What to work on: Change "altar cloth" to "table runner" in the lines of the material below, starting at the line containing "Please spot the red" and ending at the end of the material. Write those lines out again with nothing else altered.

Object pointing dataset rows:
★ ★ ★ ★

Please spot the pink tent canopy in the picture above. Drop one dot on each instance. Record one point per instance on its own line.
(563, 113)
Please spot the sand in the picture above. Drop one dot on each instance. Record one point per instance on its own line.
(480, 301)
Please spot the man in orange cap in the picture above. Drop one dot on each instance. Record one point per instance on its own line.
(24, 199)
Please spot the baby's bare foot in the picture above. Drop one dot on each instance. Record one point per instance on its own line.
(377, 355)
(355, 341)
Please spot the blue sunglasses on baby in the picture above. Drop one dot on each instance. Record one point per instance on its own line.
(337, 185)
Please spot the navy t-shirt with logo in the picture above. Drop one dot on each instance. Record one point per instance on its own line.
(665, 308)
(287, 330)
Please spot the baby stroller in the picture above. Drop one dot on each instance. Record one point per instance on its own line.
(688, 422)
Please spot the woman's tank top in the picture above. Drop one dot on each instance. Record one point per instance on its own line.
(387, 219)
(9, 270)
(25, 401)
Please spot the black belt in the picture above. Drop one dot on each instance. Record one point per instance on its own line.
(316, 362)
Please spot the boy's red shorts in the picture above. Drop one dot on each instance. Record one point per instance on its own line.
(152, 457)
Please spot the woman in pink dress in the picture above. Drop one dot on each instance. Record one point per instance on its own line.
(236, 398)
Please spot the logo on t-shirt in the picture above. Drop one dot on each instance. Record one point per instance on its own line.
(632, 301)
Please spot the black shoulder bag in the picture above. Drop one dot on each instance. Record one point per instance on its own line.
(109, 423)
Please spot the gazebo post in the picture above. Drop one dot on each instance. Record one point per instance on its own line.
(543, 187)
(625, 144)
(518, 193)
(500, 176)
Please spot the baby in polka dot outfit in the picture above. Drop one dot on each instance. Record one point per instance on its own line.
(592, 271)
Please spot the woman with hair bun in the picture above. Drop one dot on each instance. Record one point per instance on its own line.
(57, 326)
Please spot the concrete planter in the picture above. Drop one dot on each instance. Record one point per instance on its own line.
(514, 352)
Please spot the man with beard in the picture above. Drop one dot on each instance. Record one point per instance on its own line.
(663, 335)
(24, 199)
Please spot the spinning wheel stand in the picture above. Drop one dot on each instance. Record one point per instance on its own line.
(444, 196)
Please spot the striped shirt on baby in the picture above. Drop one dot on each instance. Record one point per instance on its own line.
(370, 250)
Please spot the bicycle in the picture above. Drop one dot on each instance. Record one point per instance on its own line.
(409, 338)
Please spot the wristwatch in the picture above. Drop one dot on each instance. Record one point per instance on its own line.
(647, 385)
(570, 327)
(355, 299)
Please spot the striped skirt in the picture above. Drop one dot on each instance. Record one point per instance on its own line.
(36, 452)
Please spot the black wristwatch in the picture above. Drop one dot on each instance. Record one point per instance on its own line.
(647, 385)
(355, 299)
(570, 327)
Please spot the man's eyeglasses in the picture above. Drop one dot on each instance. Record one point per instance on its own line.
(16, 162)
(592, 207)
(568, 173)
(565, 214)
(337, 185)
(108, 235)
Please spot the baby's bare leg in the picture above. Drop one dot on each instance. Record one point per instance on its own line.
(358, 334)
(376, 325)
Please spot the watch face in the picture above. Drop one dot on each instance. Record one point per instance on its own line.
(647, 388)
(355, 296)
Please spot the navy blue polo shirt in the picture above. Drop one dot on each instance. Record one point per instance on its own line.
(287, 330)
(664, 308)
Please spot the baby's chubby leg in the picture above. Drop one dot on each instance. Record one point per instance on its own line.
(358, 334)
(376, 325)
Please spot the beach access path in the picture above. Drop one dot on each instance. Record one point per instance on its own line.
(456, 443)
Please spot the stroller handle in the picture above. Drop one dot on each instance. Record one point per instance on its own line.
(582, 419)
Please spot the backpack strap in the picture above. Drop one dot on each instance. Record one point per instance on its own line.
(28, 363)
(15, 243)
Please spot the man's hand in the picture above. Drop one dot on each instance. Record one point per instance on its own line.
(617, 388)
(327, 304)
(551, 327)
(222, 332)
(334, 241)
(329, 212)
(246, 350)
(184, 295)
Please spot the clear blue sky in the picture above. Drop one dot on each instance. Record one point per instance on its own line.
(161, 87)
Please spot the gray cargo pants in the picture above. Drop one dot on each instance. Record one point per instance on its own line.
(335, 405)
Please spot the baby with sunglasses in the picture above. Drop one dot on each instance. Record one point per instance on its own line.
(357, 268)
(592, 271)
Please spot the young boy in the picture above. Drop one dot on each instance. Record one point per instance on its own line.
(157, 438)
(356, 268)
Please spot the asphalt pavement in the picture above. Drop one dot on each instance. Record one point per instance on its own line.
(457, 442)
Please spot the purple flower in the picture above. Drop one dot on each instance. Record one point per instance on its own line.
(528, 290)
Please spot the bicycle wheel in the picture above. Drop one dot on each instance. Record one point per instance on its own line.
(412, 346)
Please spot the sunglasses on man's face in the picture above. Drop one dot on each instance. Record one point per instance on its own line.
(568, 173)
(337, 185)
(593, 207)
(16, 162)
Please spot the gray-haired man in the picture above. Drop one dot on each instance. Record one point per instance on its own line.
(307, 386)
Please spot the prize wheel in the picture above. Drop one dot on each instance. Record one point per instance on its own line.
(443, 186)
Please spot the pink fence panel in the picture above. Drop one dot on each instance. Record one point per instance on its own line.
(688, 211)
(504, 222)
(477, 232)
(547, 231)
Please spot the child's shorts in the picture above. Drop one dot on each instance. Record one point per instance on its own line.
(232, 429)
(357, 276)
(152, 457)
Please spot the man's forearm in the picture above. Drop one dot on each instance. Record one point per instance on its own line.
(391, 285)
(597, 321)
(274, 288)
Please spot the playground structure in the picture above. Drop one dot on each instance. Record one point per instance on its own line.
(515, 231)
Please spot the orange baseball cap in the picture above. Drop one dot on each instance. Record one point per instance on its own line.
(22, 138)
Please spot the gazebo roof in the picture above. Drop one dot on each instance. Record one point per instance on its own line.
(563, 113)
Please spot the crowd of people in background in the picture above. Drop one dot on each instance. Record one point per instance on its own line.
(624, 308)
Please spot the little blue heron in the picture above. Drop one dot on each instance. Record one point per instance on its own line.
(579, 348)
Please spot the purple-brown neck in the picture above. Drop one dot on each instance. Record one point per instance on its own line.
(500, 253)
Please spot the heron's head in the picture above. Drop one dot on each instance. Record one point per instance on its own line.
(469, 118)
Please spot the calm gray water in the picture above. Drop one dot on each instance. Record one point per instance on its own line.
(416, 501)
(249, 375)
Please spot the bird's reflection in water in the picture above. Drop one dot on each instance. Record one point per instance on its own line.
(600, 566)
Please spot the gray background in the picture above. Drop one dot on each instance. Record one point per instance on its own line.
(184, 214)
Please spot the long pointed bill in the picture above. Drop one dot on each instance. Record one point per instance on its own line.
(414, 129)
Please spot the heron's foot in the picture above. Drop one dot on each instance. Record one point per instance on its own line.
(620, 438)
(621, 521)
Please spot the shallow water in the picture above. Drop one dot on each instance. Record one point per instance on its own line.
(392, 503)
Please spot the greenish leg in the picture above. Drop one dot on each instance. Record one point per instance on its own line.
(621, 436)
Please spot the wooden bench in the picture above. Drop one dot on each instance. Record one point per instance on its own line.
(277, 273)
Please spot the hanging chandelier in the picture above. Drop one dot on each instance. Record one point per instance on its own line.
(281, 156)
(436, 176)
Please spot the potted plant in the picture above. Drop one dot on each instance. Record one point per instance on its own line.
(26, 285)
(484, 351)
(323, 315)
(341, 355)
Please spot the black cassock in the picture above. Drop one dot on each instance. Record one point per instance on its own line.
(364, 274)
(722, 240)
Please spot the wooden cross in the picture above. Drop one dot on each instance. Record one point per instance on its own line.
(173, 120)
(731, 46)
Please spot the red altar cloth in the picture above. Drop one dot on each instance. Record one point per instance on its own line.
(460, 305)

★ ★ ★ ★

Solved problem:
Please spot the red table runner in the picture above. Drop one dot on each instance. Record one point per instance on its own line.
(460, 305)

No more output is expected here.